Start of SOURCE TEXT
Habakkuk and the Purple Crayon*

The oracle that the prophet Habakkuk saw.  O LORD, how long shall I cry for help, and you will not listen? Or cry to you “Violence!” and you will not save?  Why do you make me see wrong-doing and look at trouble? Destruction and violence are before me; strife and contention arise.  So the law becomes slack and justice never prevails. The wicked surround the righteous– therefore judgment comes forth perverted.

I will stand at my watchpost, and station myself on the rampart; I will keep watch to see what he will say to me, and what he will answer concerning my complaint.  Then the LORD answered me and said: Write the vision; make it plain on tablets, so that a runner may read it.  For there is still a vision for the appointed time; it speaks of the end, and does not lie. If it seems to tarry, wait for it; it will surely come, it will not delay.  Look at the proud! Their spirit is not right in them, but the righteous live by their faith.

Habakkuk 1:1-4; 2:1-4; Lectionary Text for Sunday, November 2, 2019

Why write?  

I don’t mean why think, or why wonder, or why put those thoughts and wonderings into words.  I mean, having managed to word the thoughts, why write the words?

Why ‘write the vision’?  Why ‘make it plain on tablets, so that a runner may read it’?

Sometimes, of course, it’s the writing that forms the thinking.  It’s the discipline of putting words on the page (or screen or tablet) that disciplines inchoate imaginings into clear question or answer or insight.

But what of those other times?  What when you’ve already wandered around the neighborhood murmuring aloud, rehearsing the wondering variously and thoroughly?  When you don’t need the writing as aid to thinking, why write?  What is gained, or changed, when the vision is written?  The spoken word is powerful, of course, but it dissipates.  The vibrations hang on the air long enough to hit the ear, and then they are gone.  The word lingers in memory, maybe, but memory is a chancy thing.  It shifts.  It loses.  And it doesn’t always remember what it has lost.
End of SOURCE TEXT
Start of DATA EXTRACT
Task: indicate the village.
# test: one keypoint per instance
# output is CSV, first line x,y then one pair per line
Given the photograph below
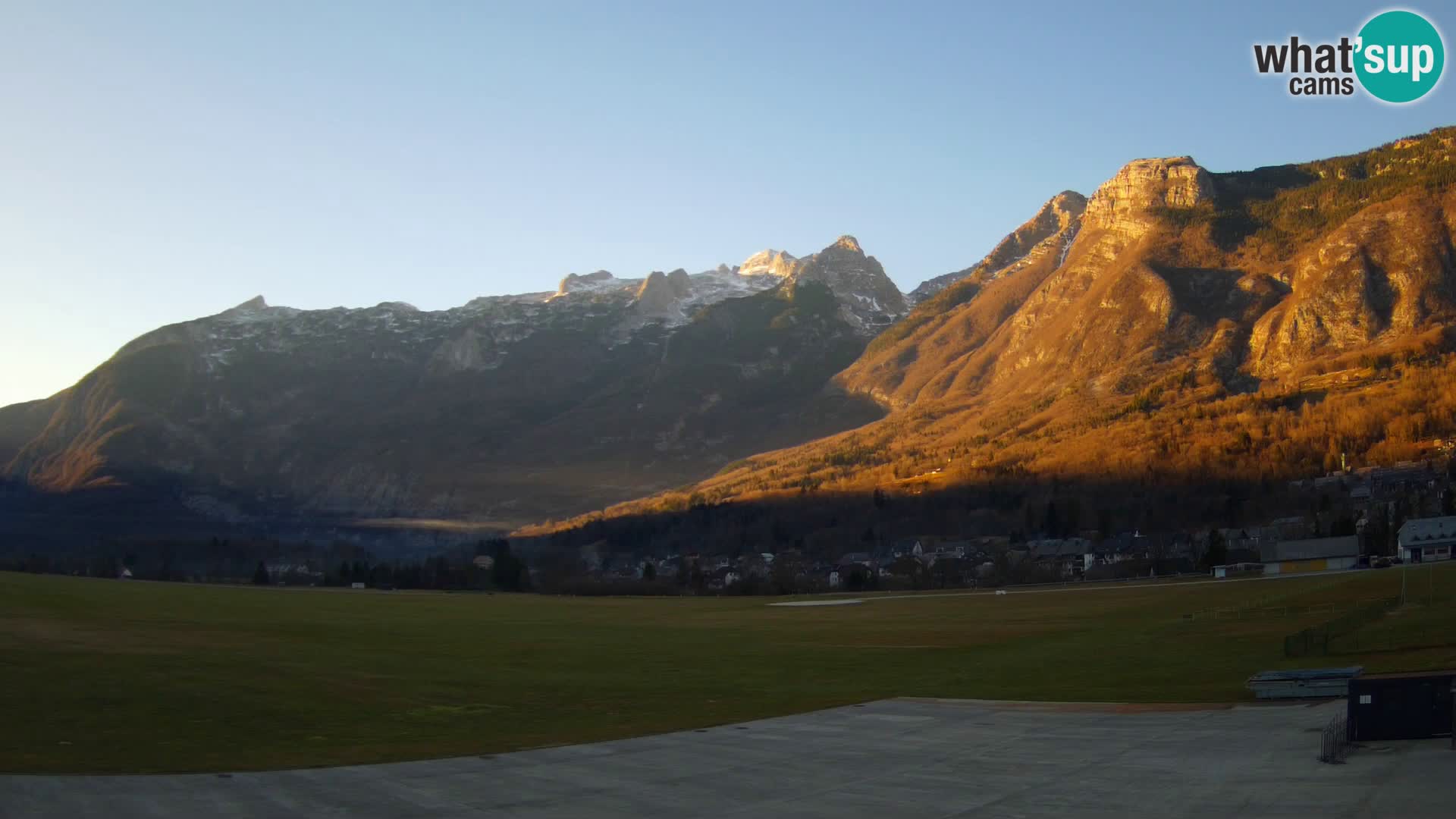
End of DATA EXTRACT
» **WORK TO DO**
Write out the whole Habakkuk reflection word for word. This data plays no part in what comes next.

» **THE ANSWER**
Habakkuk and the Purple Crayon*

The oracle that the prophet Habakkuk saw.  O LORD, how long shall I cry for help, and you will not listen? Or cry to you “Violence!” and you will not save?  Why do you make me see wrong-doing and look at trouble? Destruction and violence are before me; strife and contention arise.  So the law becomes slack and justice never prevails. The wicked surround the righteous– therefore judgment comes forth perverted.

I will stand at my watchpost, and station myself on the rampart; I will keep watch to see what he will say to me, and what he will answer concerning my complaint.  Then the LORD answered me and said: Write the vision; make it plain on tablets, so that a runner may read it.  For there is still a vision for the appointed time; it speaks of the end, and does not lie. If it seems to tarry, wait for it; it will surely come, it will not delay.  Look at the proud! Their spirit is not right in them, but the righteous live by their faith.

Habakkuk 1:1-4; 2:1-4; Lectionary Text for Sunday, November 2, 2019

Why write?  

I don’t mean why think, or why wonder, or why put those thoughts and wonderings into words.  I mean, having managed to word the thoughts, why write the words?

Why ‘write the vision’?  Why ‘make it plain on tablets, so that a runner may read it’?

Sometimes, of course, it’s the writing that forms the thinking.  It’s the discipline of putting words on the page (or screen or tablet) that disciplines inchoate imaginings into clear question or answer or insight.

But what of those other times?  What when you’ve already wandered around the neighborhood murmuring aloud, rehearsing the wondering variously and thoroughly?  When you don’t need the writing as aid to thinking, why write?  What is gained, or changed, when the vision is written?  The spoken word is powerful, of course, but it dissipates.  The vibrations hang on the air long enough to hit the ear, and then they are gone.  The word lingers in memory, maybe, but memory is a chancy thing.  It shifts.  It loses.  And it doesn’t always remember what it has lost.